§ INSTRUCTION: Starting at the line that has "[tag] blue and" and ending after the line that has "[[251, 359]]", write those lines out again with "cilantro" changed to "coriander" and nothing else altered.

(Position identification records)
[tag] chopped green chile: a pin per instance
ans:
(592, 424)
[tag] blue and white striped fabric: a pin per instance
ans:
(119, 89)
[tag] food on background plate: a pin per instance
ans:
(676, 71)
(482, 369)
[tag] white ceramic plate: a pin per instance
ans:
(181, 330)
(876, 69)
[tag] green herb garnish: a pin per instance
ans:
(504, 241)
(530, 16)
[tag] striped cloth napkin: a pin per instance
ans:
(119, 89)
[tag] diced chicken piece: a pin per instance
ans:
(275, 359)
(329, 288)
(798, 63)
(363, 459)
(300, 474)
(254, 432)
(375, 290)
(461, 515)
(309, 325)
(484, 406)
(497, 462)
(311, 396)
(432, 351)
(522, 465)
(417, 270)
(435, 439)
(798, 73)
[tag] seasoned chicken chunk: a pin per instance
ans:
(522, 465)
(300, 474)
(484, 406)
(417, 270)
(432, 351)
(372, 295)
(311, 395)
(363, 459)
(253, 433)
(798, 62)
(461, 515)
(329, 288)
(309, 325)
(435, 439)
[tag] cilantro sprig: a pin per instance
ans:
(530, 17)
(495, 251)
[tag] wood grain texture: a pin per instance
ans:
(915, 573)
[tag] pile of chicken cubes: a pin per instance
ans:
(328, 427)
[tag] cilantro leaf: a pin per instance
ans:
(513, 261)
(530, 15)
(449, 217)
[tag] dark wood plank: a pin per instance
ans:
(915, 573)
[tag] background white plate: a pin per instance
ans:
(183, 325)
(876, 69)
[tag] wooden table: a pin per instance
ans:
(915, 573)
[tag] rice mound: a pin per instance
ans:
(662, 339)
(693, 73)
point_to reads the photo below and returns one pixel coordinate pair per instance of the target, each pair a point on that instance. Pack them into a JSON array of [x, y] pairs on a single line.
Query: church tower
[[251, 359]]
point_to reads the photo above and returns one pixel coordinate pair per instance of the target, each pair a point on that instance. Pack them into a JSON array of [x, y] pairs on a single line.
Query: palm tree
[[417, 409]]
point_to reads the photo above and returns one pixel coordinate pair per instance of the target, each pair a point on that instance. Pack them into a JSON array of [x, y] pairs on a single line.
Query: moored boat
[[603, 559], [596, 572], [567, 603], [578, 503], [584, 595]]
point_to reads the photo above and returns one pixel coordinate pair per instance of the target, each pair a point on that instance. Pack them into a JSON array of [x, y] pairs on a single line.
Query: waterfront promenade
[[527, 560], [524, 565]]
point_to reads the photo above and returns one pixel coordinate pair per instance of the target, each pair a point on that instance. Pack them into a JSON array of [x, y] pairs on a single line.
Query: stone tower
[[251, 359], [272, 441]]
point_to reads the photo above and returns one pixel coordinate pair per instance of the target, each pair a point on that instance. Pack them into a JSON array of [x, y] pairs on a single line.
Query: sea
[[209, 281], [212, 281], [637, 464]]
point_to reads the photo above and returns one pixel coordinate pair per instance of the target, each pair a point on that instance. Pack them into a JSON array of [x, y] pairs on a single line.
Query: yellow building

§ REPLY:
[tag] blue and white striped fabric: a pin per instance
ans:
(119, 89)
[tag] food on background plate: a pin per instance
ans:
(676, 71)
(482, 369)
[tag] white ceramic plate: a pin per instance
ans:
(181, 330)
(876, 69)
[tag] green herb garnish: a pin per instance
ans:
(504, 241)
(530, 16)
[tag] striped cloth napkin: a pin per instance
ans:
(119, 89)
[tag] diced chicken piece: a pin per instance
ans:
(275, 359)
(329, 288)
(798, 63)
(363, 459)
(300, 474)
(254, 432)
(375, 290)
(461, 515)
(309, 325)
(484, 406)
(497, 462)
(311, 396)
(432, 351)
(522, 465)
(417, 270)
(435, 439)
(798, 73)
[tag] seasoned chicken chunk: a pin per instance
ans:
(522, 465)
(300, 474)
(484, 406)
(417, 270)
(432, 351)
(372, 295)
(311, 395)
(363, 459)
(253, 433)
(798, 62)
(461, 515)
(329, 288)
(309, 325)
(435, 439)
[tag] coriander sprig: a pin per instance
ans:
(530, 17)
(495, 251)
[tag] wood grain texture: a pin per instance
ans:
(915, 573)
[tag] pile of chicken cubes: a pin per instance
ans:
(328, 427)
[tag] coriander leaf: a pin per instance
ans:
(513, 261)
(530, 15)
(449, 217)
[tag] dark wood plank: a pin per instance
ans:
(915, 573)
[tag] background white plate: a pin per instance
ans:
(183, 325)
(876, 69)
[tag] wooden table: a pin per instance
ans:
(915, 573)
[tag] rice mound: a pin per instance
ans:
(662, 339)
(693, 73)
point_to reads the photo below and returns one pixel coordinate pair per instance of the target, each pair a point on that instance. Pack them into a JSON array of [x, y] pairs on a single line.
Query: church tower
[[251, 359]]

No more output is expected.